- What to do -
Look through the entries for the string "handrail", and copy each line that holds it.

- Provided information -
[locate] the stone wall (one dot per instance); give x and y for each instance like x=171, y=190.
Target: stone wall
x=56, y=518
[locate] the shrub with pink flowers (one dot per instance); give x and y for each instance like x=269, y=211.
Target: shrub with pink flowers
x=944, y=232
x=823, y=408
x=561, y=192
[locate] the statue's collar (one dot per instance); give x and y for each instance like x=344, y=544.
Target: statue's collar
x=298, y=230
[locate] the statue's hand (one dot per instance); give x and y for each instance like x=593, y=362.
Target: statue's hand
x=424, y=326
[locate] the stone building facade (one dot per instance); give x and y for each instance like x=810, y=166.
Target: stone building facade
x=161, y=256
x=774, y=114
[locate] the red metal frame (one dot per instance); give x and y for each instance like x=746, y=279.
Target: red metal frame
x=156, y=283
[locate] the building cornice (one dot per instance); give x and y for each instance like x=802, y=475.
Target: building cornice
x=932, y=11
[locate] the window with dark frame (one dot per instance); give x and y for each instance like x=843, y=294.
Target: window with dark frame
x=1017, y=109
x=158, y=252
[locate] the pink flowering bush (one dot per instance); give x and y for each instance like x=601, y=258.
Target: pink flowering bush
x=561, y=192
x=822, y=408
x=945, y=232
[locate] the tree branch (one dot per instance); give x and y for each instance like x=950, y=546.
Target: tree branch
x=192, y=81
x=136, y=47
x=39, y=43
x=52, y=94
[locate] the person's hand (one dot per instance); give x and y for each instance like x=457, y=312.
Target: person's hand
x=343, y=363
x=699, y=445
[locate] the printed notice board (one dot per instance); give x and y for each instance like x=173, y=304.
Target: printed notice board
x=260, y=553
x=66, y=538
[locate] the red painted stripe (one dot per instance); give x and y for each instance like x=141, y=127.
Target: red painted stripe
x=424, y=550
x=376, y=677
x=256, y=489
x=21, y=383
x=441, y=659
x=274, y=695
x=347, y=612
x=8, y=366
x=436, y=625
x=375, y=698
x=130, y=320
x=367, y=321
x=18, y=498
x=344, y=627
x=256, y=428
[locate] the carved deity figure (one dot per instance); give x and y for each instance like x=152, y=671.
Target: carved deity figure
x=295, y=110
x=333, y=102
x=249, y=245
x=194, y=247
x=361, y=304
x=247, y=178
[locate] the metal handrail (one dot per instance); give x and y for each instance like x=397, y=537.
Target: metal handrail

- Result of the exercise -
[locate] the metal handrail (one dot per instance); give x and y for each instance like x=397, y=537.
Target: metal handrail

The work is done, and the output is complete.